**PROBLEM STATEMENT**
Everything in the data gets repeated exactly, except for the pictures.

※ ※ ※

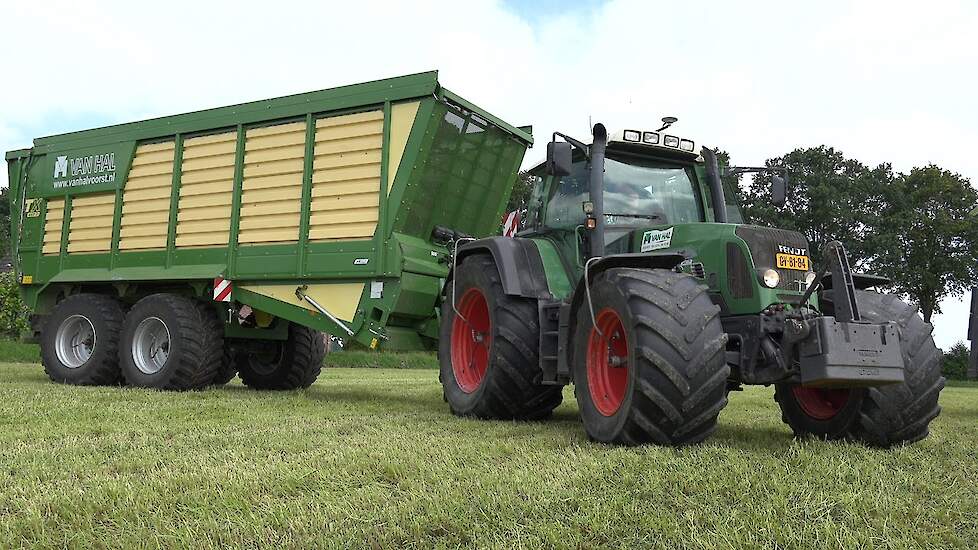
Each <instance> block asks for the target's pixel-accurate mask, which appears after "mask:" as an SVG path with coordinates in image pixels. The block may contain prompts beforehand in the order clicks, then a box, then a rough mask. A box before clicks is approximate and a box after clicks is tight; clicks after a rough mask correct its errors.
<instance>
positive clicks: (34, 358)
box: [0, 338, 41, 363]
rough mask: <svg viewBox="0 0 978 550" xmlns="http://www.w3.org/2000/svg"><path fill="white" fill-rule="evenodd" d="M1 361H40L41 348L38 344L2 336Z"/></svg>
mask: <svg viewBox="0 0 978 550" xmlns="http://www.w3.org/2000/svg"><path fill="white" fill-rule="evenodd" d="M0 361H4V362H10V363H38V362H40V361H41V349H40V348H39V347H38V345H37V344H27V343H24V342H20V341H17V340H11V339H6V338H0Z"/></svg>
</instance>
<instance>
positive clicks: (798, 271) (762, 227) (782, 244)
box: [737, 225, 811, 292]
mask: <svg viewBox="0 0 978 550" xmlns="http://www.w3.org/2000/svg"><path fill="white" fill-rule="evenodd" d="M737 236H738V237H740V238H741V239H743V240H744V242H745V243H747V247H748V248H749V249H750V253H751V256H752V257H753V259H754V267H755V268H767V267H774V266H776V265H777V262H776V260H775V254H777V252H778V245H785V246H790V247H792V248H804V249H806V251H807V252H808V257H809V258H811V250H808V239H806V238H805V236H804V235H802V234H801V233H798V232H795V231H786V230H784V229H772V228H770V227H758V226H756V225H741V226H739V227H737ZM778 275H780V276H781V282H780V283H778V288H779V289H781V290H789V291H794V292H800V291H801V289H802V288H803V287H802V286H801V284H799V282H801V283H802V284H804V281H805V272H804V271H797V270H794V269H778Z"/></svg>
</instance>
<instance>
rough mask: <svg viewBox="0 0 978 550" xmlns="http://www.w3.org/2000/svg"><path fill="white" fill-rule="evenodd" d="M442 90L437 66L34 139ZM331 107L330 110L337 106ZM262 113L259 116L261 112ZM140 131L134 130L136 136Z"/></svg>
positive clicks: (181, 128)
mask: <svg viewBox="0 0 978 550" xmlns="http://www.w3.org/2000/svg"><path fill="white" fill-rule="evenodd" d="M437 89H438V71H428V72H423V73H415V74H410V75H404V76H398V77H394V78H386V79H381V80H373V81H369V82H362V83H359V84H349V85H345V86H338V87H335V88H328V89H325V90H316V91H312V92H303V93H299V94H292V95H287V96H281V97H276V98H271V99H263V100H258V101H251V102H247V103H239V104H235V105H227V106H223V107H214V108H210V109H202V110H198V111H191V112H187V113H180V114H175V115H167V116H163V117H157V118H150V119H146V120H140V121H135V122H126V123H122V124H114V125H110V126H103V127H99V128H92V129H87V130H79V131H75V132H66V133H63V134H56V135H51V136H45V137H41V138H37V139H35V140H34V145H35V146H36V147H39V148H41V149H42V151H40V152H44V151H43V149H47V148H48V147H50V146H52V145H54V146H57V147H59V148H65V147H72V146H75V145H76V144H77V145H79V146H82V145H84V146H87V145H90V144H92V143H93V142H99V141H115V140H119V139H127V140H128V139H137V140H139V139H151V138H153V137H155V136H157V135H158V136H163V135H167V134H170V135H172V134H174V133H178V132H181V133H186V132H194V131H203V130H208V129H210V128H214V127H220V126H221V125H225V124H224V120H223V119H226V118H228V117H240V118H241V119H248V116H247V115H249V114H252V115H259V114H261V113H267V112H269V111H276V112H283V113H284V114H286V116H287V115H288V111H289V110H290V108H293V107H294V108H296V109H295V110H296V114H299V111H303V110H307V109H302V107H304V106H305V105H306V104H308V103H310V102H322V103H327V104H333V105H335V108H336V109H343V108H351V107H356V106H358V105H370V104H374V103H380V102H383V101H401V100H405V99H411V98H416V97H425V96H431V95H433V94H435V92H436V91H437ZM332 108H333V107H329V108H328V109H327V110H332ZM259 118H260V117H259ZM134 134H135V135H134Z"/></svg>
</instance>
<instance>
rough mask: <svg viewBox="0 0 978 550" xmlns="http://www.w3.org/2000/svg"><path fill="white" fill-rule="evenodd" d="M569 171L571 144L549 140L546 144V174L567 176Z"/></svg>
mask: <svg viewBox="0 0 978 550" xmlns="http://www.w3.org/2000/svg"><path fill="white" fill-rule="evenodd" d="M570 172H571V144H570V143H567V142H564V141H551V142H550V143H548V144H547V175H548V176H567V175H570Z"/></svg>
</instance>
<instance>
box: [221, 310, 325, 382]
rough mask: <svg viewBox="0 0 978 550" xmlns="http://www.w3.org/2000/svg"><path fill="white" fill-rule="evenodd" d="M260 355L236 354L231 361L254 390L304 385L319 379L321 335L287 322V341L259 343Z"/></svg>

※ ※ ※

**REPLY TO THE EXERCISE**
Each <instance> block asks for the target's pixel-accurate mask, which appears after "mask:" as an SVG path with coordinates in image pixels. The block may contain prompts beforehand in the order clicks, then a box, then a rough mask. A box before clicks is approximate and a box after clicks is tight; clicks after a rough mask correct its errors.
<instance>
positive clicks: (34, 358)
box: [0, 338, 41, 363]
rough mask: <svg viewBox="0 0 978 550" xmlns="http://www.w3.org/2000/svg"><path fill="white" fill-rule="evenodd" d="M1 361H40L41 348L38 344L2 336Z"/></svg>
mask: <svg viewBox="0 0 978 550" xmlns="http://www.w3.org/2000/svg"><path fill="white" fill-rule="evenodd" d="M0 361H4V362H10V363H38V362H40V361H41V349H40V348H39V347H38V345H37V344H27V343H24V342H20V341H17V340H11V339H6V338H0Z"/></svg>
</instance>
<instance>
positive clicks: (798, 271) (762, 227) (782, 244)
box: [737, 225, 811, 292]
mask: <svg viewBox="0 0 978 550" xmlns="http://www.w3.org/2000/svg"><path fill="white" fill-rule="evenodd" d="M737 236H738V237H740V238H741V239H743V240H744V242H745V243H747V247H748V248H749V249H750V253H751V256H752V257H753V259H754V267H755V268H767V267H774V266H776V265H777V262H776V260H775V254H777V252H778V245H785V246H790V247H792V248H804V249H806V251H807V252H808V257H809V258H811V250H808V239H806V238H805V236H804V235H802V234H801V233H798V232H795V231H786V230H784V229H772V228H770V227H758V226H756V225H741V226H739V227H737ZM778 275H780V276H781V282H780V283H778V288H779V289H781V290H789V291H794V292H800V291H801V289H802V288H803V287H802V286H801V284H799V282H801V283H802V284H804V281H805V272H804V271H797V270H794V269H778Z"/></svg>
</instance>
<instance>
rough mask: <svg viewBox="0 0 978 550" xmlns="http://www.w3.org/2000/svg"><path fill="white" fill-rule="evenodd" d="M442 90L437 66L34 139ZM331 107L330 110L337 106ZM262 113L259 116L261 112ZM140 131L134 130L136 136Z"/></svg>
positive clicks: (181, 128)
mask: <svg viewBox="0 0 978 550" xmlns="http://www.w3.org/2000/svg"><path fill="white" fill-rule="evenodd" d="M437 89H438V71H428V72H423V73H415V74H410V75H404V76H398V77H394V78H386V79H381V80H373V81H369V82H362V83H359V84H349V85H345V86H338V87H335V88H328V89H325V90H316V91H312V92H303V93H299V94H292V95H287V96H281V97H276V98H271V99H263V100H258V101H251V102H247V103H239V104H235V105H227V106H223V107H214V108H210V109H202V110H198V111H191V112H187V113H180V114H175V115H167V116H163V117H157V118H150V119H146V120H140V121H135V122H126V123H122V124H114V125H110V126H103V127H99V128H92V129H87V130H79V131H75V132H66V133H63V134H56V135H51V136H45V137H41V138H37V139H35V140H34V145H35V146H36V147H39V148H41V149H42V151H40V152H44V151H43V149H47V148H48V147H50V146H52V145H54V146H57V147H59V148H65V147H72V146H75V145H76V144H77V145H79V146H82V145H84V146H87V145H90V144H92V143H93V142H99V141H115V140H119V139H127V140H128V139H137V140H139V139H151V138H153V137H155V136H157V135H158V136H163V135H167V134H170V135H172V134H174V133H178V132H181V133H186V132H194V131H203V130H208V129H210V128H214V127H220V126H221V125H225V124H224V120H223V119H226V118H228V117H240V118H241V119H248V116H247V115H249V114H252V115H259V114H261V113H267V112H269V111H276V112H283V113H284V114H286V116H287V115H288V111H289V110H290V108H293V107H294V108H296V109H295V110H296V114H299V111H303V110H307V109H302V107H304V106H305V105H306V104H308V103H310V102H322V103H327V104H333V105H335V108H336V109H343V108H351V107H356V106H358V105H370V104H374V103H380V102H383V101H401V100H405V99H411V98H416V97H425V96H431V95H433V94H435V92H436V91H437ZM332 108H333V107H329V108H328V109H327V110H332ZM259 118H260V117H259ZM134 134H135V135H134Z"/></svg>
</instance>
<instance>
rough mask: <svg viewBox="0 0 978 550" xmlns="http://www.w3.org/2000/svg"><path fill="white" fill-rule="evenodd" d="M569 171L571 144L549 140L546 144V174L567 176Z"/></svg>
mask: <svg viewBox="0 0 978 550" xmlns="http://www.w3.org/2000/svg"><path fill="white" fill-rule="evenodd" d="M570 172H571V144H570V143H567V142H564V141H551V142H550V143H548V144H547V175H548V176H567V175H570Z"/></svg>
</instance>
<instance>
box: [221, 310, 325, 382]
rough mask: <svg viewBox="0 0 978 550" xmlns="http://www.w3.org/2000/svg"><path fill="white" fill-rule="evenodd" d="M260 355L236 354L231 361L254 390L304 385L319 379L321 335L287 322V341L259 343Z"/></svg>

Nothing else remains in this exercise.